**PROBLEM DESCRIPTION**. Go through the entries and copy every line that has the string "dark" in it.

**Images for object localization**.
----

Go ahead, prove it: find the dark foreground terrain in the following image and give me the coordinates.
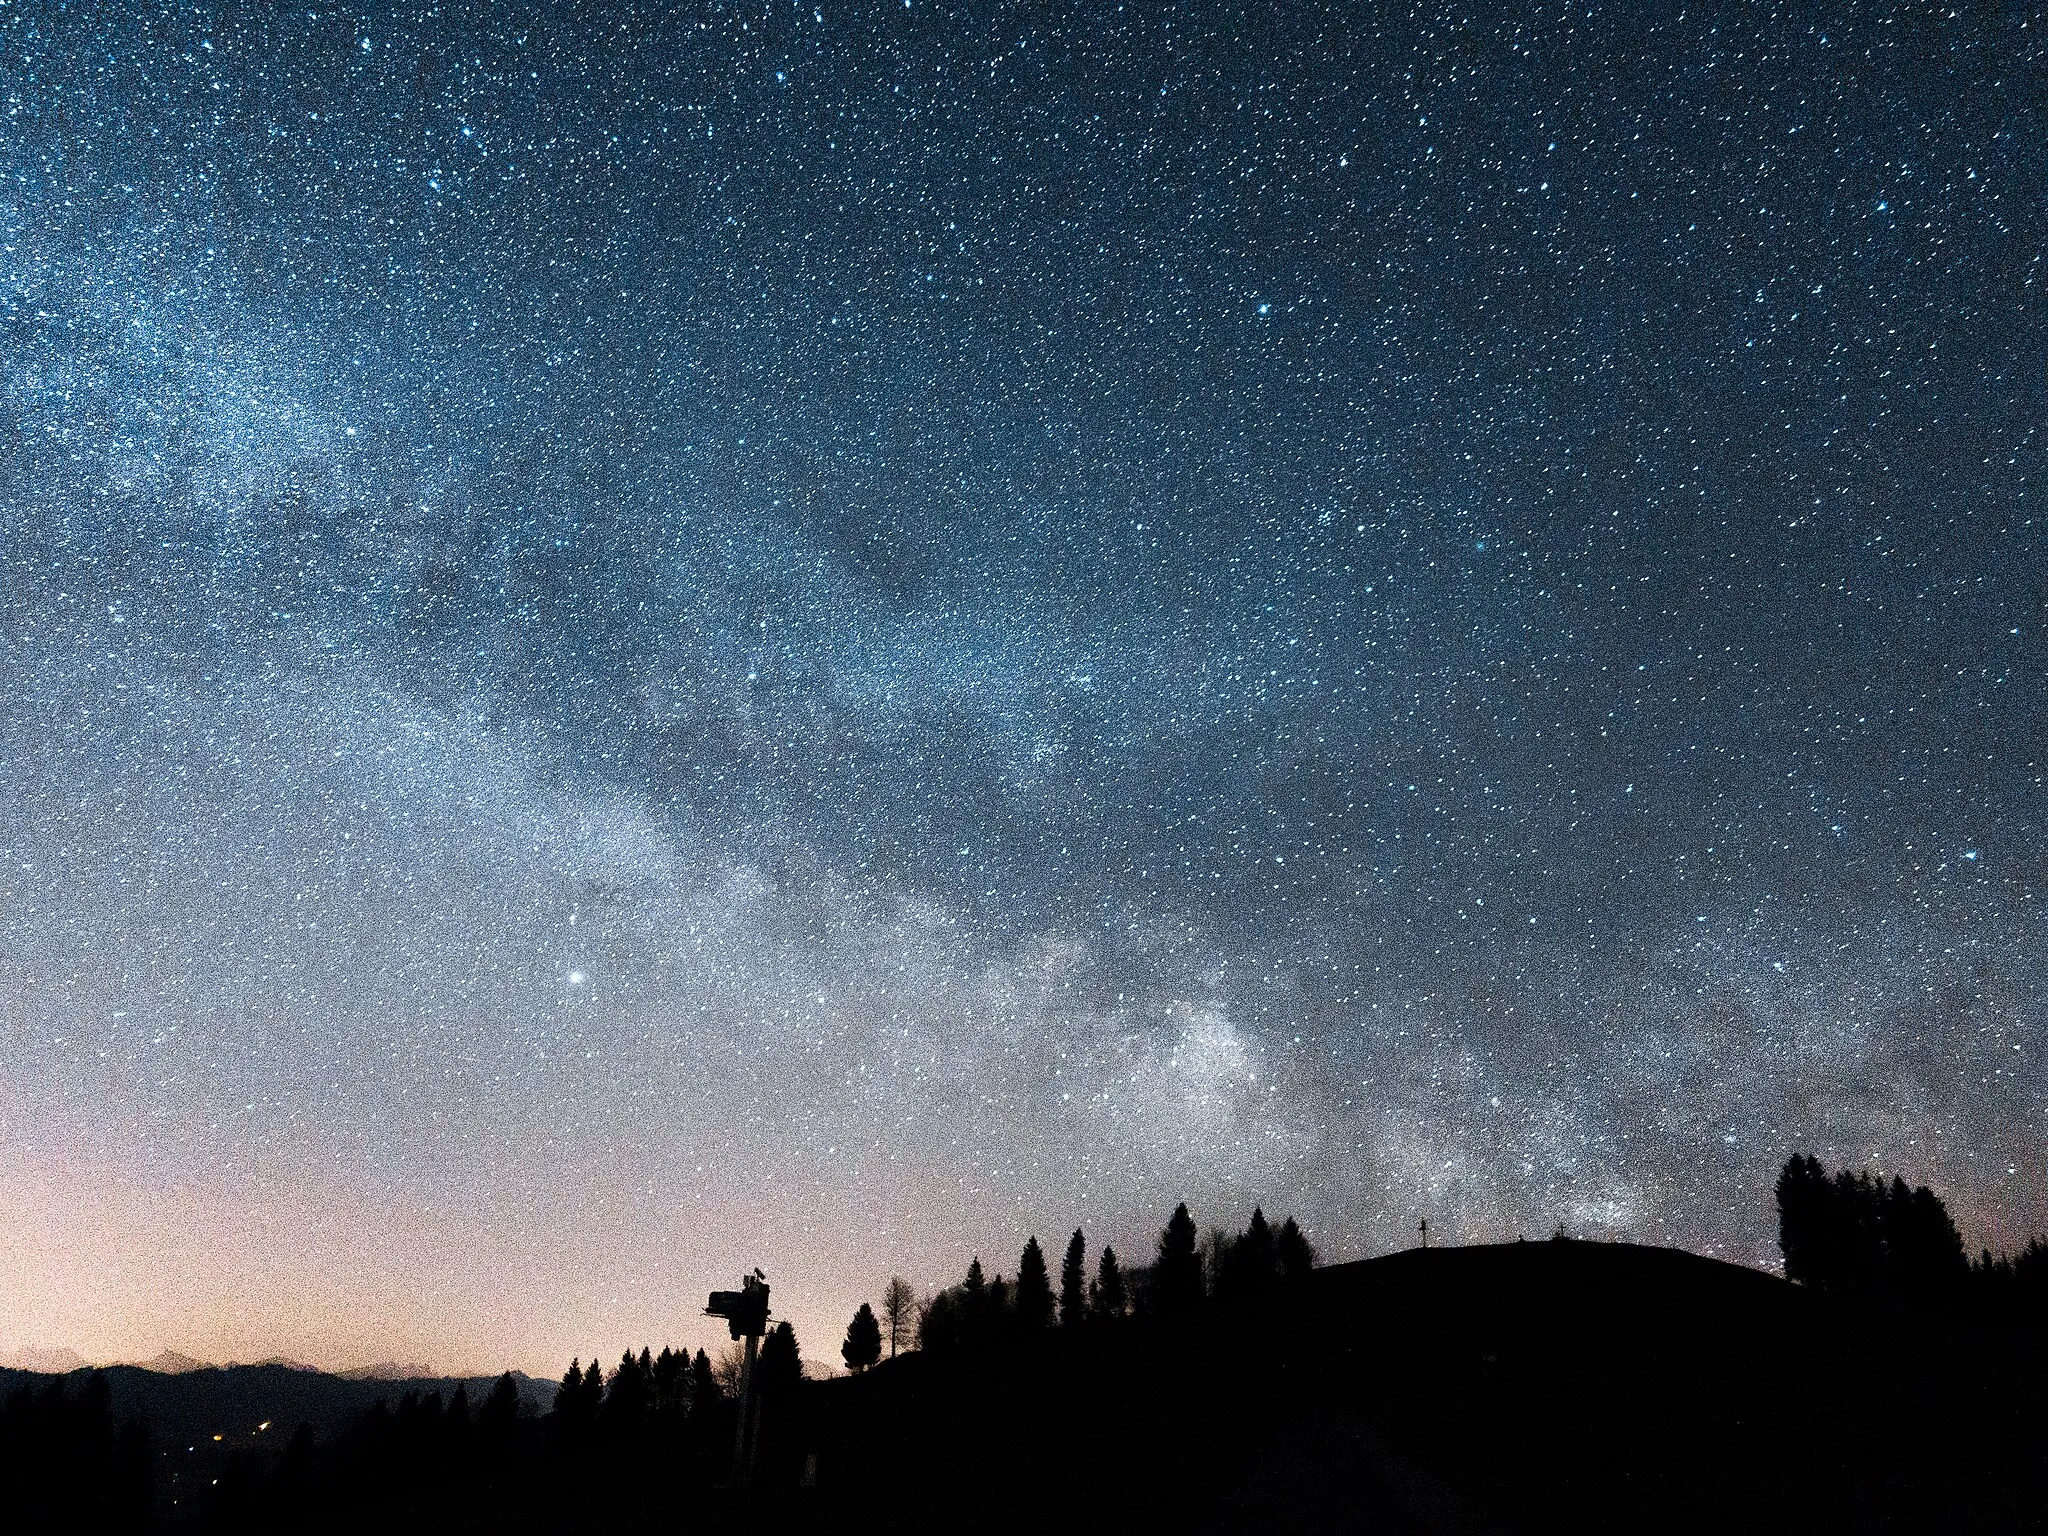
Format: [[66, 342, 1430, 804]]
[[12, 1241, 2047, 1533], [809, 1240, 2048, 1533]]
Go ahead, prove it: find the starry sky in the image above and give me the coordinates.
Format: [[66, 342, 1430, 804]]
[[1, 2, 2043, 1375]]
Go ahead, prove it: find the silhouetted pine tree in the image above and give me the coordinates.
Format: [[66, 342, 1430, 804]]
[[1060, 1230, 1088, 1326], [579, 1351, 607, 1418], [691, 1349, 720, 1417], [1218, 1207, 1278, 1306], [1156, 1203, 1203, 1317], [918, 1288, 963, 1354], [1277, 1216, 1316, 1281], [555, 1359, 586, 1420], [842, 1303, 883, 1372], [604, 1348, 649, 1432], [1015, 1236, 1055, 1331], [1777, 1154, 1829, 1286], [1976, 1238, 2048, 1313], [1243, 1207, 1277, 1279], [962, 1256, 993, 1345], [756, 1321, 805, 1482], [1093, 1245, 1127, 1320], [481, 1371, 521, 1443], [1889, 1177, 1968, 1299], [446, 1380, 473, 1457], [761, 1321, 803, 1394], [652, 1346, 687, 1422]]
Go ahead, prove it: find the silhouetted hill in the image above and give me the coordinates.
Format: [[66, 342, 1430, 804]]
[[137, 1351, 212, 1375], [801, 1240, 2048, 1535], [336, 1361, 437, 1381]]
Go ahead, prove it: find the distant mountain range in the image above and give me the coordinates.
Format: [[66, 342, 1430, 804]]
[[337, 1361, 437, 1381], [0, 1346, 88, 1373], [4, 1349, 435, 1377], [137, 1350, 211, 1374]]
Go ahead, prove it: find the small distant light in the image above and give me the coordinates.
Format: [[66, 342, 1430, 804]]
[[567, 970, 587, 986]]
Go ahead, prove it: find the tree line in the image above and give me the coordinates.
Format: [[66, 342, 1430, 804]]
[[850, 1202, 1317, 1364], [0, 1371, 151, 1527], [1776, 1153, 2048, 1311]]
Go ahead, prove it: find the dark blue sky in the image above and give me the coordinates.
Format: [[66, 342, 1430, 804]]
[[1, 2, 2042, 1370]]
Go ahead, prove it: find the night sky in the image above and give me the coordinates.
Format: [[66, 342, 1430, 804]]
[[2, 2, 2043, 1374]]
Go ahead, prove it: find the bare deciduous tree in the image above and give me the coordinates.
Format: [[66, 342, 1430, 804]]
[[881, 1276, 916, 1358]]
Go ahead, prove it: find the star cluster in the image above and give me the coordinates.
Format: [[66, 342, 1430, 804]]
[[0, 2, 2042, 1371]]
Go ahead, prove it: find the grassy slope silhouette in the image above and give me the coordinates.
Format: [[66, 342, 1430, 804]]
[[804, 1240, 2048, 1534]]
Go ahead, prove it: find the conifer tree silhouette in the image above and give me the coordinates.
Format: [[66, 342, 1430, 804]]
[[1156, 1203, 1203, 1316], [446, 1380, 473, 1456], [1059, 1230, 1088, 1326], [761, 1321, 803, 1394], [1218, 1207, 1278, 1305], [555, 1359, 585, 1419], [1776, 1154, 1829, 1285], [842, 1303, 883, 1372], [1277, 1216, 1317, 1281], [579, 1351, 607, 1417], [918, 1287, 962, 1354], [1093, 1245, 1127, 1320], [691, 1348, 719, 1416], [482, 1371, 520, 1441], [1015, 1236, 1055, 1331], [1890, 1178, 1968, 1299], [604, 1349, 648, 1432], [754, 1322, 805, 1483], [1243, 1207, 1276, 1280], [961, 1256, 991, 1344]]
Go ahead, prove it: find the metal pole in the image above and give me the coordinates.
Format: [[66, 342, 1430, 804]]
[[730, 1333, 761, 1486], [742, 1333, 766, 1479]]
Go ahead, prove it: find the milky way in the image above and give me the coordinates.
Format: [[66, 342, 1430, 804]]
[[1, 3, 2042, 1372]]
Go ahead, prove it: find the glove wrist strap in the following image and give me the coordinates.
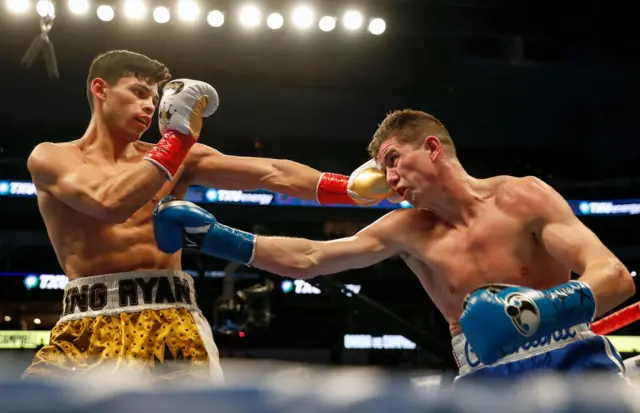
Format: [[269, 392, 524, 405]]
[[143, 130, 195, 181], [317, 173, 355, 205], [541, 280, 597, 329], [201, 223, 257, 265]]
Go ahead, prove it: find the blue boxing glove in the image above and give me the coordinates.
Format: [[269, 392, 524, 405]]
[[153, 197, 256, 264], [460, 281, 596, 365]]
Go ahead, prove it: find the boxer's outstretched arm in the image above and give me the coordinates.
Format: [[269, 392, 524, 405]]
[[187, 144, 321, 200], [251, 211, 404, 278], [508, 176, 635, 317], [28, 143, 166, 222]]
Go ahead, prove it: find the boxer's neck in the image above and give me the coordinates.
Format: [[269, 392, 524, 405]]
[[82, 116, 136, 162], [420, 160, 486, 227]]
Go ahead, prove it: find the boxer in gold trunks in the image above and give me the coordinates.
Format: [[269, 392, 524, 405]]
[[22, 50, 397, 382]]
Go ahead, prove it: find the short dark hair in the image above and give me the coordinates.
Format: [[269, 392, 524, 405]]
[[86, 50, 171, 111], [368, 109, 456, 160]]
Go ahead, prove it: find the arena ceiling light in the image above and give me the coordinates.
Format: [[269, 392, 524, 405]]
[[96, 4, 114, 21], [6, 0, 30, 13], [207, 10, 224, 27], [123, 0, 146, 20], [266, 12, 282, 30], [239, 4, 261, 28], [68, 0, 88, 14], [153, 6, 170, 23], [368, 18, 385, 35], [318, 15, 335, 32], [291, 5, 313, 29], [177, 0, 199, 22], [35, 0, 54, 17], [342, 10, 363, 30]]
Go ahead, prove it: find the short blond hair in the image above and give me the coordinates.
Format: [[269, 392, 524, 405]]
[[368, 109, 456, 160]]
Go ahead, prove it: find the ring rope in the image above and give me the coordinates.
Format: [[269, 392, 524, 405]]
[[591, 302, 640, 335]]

----

**ANSWER SECTION**.
Go ahead, prove it: find the dark foreground terrain in the following image and give me the coordinates.
Go ahead, prove it: find the dark blue sky in the image above and give me the coordinates.
Go ahead, prove it: find the short dark hair in the image above and give me the coordinates.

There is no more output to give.